▶ _Set task_:
Reproduce the following items verbatim, line for line, without altering any character.
· · ·
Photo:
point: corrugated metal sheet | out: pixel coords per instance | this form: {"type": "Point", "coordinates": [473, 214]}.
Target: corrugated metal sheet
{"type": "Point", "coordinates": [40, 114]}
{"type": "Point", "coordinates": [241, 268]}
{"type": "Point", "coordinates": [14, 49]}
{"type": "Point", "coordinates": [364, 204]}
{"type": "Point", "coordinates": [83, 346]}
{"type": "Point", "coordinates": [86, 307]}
· · ·
▶ _Output for this task_:
Photo:
point: corrugated metal sheet | out: pixel coords per instance | this form: {"type": "Point", "coordinates": [473, 214]}.
Target: corrugated metal sheet
{"type": "Point", "coordinates": [40, 114]}
{"type": "Point", "coordinates": [241, 268]}
{"type": "Point", "coordinates": [14, 49]}
{"type": "Point", "coordinates": [364, 204]}
{"type": "Point", "coordinates": [83, 346]}
{"type": "Point", "coordinates": [86, 307]}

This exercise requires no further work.